■ **PROVIDED ENTRIES**
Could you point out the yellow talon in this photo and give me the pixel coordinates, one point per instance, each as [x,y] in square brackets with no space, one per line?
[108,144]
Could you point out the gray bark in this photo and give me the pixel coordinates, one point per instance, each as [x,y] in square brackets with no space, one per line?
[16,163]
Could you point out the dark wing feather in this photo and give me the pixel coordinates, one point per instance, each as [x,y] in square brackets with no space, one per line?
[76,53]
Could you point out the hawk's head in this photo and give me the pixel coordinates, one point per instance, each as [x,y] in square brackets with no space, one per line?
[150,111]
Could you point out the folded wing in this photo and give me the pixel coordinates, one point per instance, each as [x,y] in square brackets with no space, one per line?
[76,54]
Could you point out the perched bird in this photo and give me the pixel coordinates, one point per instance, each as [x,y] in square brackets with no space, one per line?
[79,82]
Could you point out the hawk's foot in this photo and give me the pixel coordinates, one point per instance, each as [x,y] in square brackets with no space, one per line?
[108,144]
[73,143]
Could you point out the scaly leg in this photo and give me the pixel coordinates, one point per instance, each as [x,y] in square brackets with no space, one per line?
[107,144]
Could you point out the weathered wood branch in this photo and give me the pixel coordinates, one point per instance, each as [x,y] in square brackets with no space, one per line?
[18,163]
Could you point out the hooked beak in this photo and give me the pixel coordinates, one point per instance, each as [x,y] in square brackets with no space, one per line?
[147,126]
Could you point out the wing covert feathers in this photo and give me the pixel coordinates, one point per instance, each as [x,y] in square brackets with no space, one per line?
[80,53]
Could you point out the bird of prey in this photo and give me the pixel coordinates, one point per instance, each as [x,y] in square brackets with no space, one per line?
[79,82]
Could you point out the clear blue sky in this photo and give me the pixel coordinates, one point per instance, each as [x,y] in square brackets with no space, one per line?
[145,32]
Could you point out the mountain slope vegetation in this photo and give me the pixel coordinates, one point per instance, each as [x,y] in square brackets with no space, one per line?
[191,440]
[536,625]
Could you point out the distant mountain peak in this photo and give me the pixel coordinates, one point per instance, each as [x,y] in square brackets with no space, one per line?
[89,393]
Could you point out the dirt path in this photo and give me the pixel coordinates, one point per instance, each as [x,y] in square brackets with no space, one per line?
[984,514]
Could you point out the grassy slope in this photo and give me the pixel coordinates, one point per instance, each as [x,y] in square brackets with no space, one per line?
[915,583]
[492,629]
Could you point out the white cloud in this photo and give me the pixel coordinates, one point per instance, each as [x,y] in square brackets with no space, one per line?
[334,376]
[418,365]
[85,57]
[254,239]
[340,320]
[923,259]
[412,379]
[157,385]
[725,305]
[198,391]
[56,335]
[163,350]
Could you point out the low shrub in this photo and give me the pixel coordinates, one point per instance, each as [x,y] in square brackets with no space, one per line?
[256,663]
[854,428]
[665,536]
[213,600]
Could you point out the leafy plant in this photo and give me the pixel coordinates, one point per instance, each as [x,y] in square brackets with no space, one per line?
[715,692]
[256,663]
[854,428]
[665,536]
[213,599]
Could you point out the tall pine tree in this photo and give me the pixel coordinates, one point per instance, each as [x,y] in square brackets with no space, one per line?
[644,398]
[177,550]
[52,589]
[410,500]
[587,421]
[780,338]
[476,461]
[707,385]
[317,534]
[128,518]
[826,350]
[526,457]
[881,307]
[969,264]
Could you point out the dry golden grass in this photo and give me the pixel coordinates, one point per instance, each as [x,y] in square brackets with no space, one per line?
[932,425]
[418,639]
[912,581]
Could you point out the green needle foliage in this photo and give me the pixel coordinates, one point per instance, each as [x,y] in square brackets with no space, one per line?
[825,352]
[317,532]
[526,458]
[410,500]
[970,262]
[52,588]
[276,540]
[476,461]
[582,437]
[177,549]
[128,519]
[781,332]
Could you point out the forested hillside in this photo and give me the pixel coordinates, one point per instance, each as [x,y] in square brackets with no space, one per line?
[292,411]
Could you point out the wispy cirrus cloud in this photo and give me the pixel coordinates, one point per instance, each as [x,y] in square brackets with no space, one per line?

■ **WHAT THE EXERCISE ASKS**
Starting with the line that contains "Could you point out the tall", write out each line through the end of the listing, exactly as it appears, and include nothing else.

■ **THE OUTPUT**
Could you point out the tall pine tree in this photo and give me the pixel coordinates, one point per instance, each as [x,y] in square brackets with no space, one per line?
[644,398]
[177,550]
[52,589]
[410,500]
[587,421]
[780,338]
[476,461]
[707,385]
[317,534]
[128,518]
[826,350]
[526,457]
[881,307]
[969,264]
Could you point out the dry golden grass in this photo and give me the pixel coordinates, one point per instance, each as [x,y] in square brackets with no space, one per line?
[932,425]
[418,639]
[912,581]
Could you point out the green needle foliage in this photo and give me the pixel coordinates, one point per instance, each as [x,y] in square brackets with no space, one per line?
[825,352]
[317,532]
[526,458]
[410,500]
[970,262]
[52,588]
[276,540]
[476,461]
[582,437]
[177,549]
[128,519]
[781,332]
Could you point out the forested hillside in this photo and give me the pixel coordinates, one point per instance, each as [x,y] in square brackets with no space, one per line?
[292,411]
Could you point out the wispy cirrus cloud in this photo and give me the pixel coordinates, one point per instance, each as [x,y] in square brackets with no space, one per line?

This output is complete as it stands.